--- WORK ITEM ---
Please repeat every record exactly, leaving out any pictures.

[DATASET RECORDS Boundary: Start]

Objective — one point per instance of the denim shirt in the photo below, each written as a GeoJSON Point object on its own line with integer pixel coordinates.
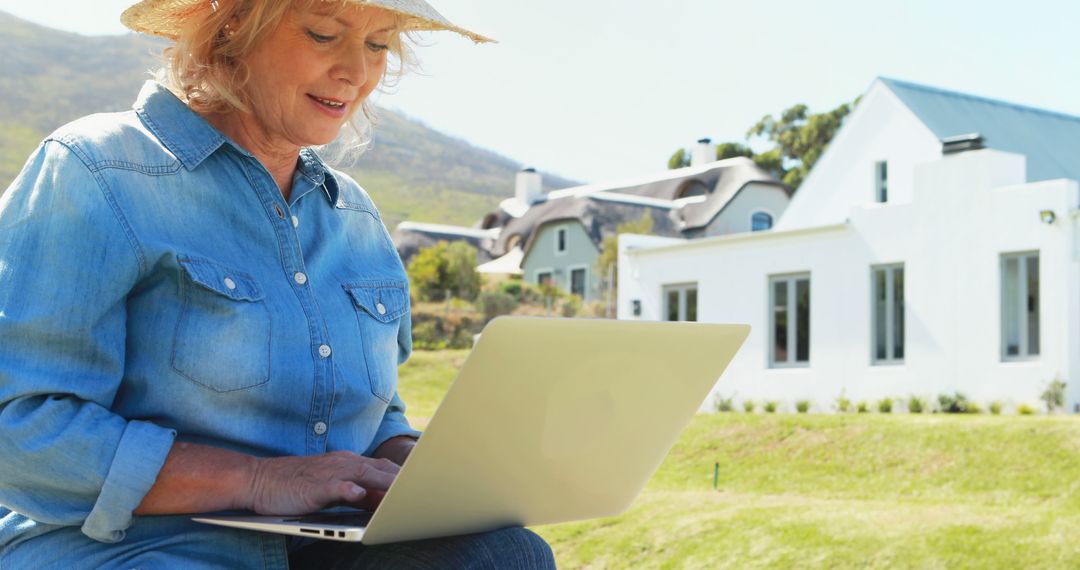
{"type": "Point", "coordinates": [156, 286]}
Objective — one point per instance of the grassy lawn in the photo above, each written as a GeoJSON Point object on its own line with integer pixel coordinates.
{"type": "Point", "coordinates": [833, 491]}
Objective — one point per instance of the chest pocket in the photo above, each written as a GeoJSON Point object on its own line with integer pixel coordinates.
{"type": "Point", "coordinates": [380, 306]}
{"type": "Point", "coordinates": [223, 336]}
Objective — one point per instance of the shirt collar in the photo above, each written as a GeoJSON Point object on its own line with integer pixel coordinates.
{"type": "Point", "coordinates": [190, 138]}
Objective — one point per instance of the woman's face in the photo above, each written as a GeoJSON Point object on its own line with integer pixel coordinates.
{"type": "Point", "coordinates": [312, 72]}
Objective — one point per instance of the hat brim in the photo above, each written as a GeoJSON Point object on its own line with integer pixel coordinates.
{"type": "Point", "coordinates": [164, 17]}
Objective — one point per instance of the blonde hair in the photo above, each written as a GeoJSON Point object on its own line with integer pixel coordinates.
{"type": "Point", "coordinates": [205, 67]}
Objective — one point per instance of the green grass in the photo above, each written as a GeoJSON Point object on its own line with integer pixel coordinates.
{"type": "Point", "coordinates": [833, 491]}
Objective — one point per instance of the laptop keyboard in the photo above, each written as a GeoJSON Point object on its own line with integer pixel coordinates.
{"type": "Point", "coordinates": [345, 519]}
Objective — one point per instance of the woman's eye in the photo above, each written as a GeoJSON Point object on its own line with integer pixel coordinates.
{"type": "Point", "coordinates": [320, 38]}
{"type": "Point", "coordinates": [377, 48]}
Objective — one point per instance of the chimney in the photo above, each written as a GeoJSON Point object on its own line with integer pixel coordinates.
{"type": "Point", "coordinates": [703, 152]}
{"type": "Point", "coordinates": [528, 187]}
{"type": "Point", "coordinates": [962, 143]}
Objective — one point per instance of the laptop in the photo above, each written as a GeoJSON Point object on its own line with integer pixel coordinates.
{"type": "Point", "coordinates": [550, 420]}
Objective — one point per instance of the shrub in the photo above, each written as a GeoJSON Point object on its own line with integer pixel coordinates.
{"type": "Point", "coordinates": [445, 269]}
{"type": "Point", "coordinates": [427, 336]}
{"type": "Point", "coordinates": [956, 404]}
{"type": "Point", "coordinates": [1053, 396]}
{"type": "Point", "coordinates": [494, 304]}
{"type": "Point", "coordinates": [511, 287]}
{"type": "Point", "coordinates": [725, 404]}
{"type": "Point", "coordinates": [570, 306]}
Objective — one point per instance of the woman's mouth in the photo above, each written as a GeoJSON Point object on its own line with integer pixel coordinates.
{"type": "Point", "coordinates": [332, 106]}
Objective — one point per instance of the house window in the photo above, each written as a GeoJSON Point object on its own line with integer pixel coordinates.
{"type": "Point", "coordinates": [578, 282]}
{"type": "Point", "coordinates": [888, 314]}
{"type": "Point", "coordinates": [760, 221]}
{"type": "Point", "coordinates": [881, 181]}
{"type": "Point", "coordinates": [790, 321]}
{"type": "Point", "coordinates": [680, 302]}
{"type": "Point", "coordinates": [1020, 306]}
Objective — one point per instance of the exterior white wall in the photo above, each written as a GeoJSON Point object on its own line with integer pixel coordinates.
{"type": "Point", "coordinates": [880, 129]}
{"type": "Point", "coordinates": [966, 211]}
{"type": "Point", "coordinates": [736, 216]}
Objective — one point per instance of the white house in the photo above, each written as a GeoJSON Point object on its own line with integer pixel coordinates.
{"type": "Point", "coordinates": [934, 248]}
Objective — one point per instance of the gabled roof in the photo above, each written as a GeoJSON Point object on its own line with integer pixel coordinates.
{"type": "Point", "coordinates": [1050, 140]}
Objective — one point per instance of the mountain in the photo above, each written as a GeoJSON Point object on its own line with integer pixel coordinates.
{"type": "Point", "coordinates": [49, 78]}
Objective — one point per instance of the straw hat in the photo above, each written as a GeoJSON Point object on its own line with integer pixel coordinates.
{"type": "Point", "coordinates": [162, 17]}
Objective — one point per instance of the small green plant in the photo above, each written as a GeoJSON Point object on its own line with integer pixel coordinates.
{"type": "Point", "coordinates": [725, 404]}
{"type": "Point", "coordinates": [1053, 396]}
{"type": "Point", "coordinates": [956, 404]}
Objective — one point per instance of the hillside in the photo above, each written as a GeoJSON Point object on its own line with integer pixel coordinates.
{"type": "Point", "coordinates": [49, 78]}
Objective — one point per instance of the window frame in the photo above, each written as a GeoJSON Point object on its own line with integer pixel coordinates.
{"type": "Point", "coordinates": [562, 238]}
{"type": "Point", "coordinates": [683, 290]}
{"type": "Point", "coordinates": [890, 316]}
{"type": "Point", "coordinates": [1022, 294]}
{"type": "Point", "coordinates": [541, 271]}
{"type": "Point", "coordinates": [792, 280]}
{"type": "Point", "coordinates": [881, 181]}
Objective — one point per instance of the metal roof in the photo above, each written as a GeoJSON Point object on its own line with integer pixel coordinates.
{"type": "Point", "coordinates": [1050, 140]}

[DATASET RECORDS Boundary: End]

--- RESULT FOR THIS TASK ---
Objective — one point per instance of the denim shirt in the photo below, each written as a GeoJSON Point object on its own line with integer pixel coordinates.
{"type": "Point", "coordinates": [156, 286]}
Objective — one point per instance of the grassy lawn in the photo above, each written as a GeoJSON Point object on its own line with integer pixel coordinates.
{"type": "Point", "coordinates": [833, 491]}
Objective — one point per instance of the chest pocket in the photo above, each written as a GeoJSON Point object on its own line with integer pixel coordinates.
{"type": "Point", "coordinates": [380, 306]}
{"type": "Point", "coordinates": [223, 336]}
Objective — one point per instance of the shirt collar in the photo above, each written as a GeoJSON Point object on its own line with integer pixel coordinates.
{"type": "Point", "coordinates": [190, 138]}
Objective — one point per instance of the woman's face in the photo above, each written as a GeoJSON Point object on its own line with integer pixel coordinates.
{"type": "Point", "coordinates": [312, 72]}
Objective — one point per instance of the hat brim in the photo above, each written as a GeoJSON Point object on its own line with integer pixel coordinates.
{"type": "Point", "coordinates": [164, 17]}
Objective — one point per instance of the blonde hair in the photo above, each written as a GeoJSON Point object on its own line with integer pixel coordinates.
{"type": "Point", "coordinates": [205, 67]}
Objective — one point per instance of the green grass in the photo above, each written as a GeoJSON Point object on its own line with integer pixel coordinates.
{"type": "Point", "coordinates": [833, 491]}
Objective — one point per instance of the laptop keyboard in the photo above, each written as a GeoJSON Point object on its own line with integer pixel coordinates.
{"type": "Point", "coordinates": [345, 519]}
Objective — one point per instance of the woman's eye in the photo above, each written as a GeoJSON Point object on its own line with integer pixel coordinates.
{"type": "Point", "coordinates": [320, 38]}
{"type": "Point", "coordinates": [377, 48]}
Objective — one point per instance of the chimney in the photo above, each written as a GeoJSON Point object on its own line with integer pixel coordinates.
{"type": "Point", "coordinates": [703, 152]}
{"type": "Point", "coordinates": [528, 187]}
{"type": "Point", "coordinates": [962, 143]}
Objective — one point per instance of the laptop in the photo above, each written as a GeoJSON Point object on its own line with integer pixel coordinates.
{"type": "Point", "coordinates": [550, 420]}
Objective — one point per instance of the shrub in the photo above, each written as a GeoJSON Point object on its own line with integer pixel coordinates.
{"type": "Point", "coordinates": [445, 269]}
{"type": "Point", "coordinates": [427, 336]}
{"type": "Point", "coordinates": [956, 404]}
{"type": "Point", "coordinates": [1053, 396]}
{"type": "Point", "coordinates": [494, 304]}
{"type": "Point", "coordinates": [511, 287]}
{"type": "Point", "coordinates": [725, 404]}
{"type": "Point", "coordinates": [570, 306]}
Objective — one point per instance of the woman's mouth in the photo above, each written as a GeoJSON Point object on its own line with integer pixel coordinates.
{"type": "Point", "coordinates": [332, 106]}
Objective — one point per instance of the house window in the photo above, each written as a GeoJSON Point object on its own line with integer pixel coordinates.
{"type": "Point", "coordinates": [578, 282]}
{"type": "Point", "coordinates": [888, 314]}
{"type": "Point", "coordinates": [760, 221]}
{"type": "Point", "coordinates": [881, 181]}
{"type": "Point", "coordinates": [790, 321]}
{"type": "Point", "coordinates": [680, 302]}
{"type": "Point", "coordinates": [1020, 306]}
Objective — one point per instance of the exterior white wall in the photo above, each written as a GeoJSON Point object on its own line with integer pixel coordinates.
{"type": "Point", "coordinates": [880, 129]}
{"type": "Point", "coordinates": [966, 211]}
{"type": "Point", "coordinates": [736, 216]}
Objective — one point per instance of the white house in the photo above, each written as a GeoJSON Point object on its own line with integer pixel coordinates.
{"type": "Point", "coordinates": [934, 248]}
Objective — one point per instance of the gabled roof in the photo above, each written as a GeoJSON Point object on its own line with integer pixel coordinates.
{"type": "Point", "coordinates": [1050, 140]}
Objective — one point per instance of the mountain in the photo above, each written as a GeoJSON Point object on its own line with integer pixel coordinates.
{"type": "Point", "coordinates": [49, 78]}
Objective — one point per instance of the straw hat in the photo above, each written as a GeoJSON Point object on its own line with integer pixel coordinates.
{"type": "Point", "coordinates": [162, 17]}
Objective — one point per instance of the small green plant in the photo above, each written as a GeoJSON Point object on its own line with integer pixel coordinates.
{"type": "Point", "coordinates": [725, 404]}
{"type": "Point", "coordinates": [1053, 396]}
{"type": "Point", "coordinates": [956, 404]}
Objective — one point per instance of the hillside in the photo above, each written as a GeoJSON Point object on its own line with integer pixel coordinates.
{"type": "Point", "coordinates": [49, 78]}
Objective — one point per instance of the window frame in the photo above, each written as a GeoJSON Point object on its own line with integer pixel coordinates.
{"type": "Point", "coordinates": [562, 238]}
{"type": "Point", "coordinates": [683, 290]}
{"type": "Point", "coordinates": [890, 316]}
{"type": "Point", "coordinates": [1022, 294]}
{"type": "Point", "coordinates": [541, 271]}
{"type": "Point", "coordinates": [792, 280]}
{"type": "Point", "coordinates": [881, 181]}
Objective — one point per instance of the metal roof in the photo above, each written as a GeoJSON Point object on its own line with integer pixel coordinates.
{"type": "Point", "coordinates": [1050, 140]}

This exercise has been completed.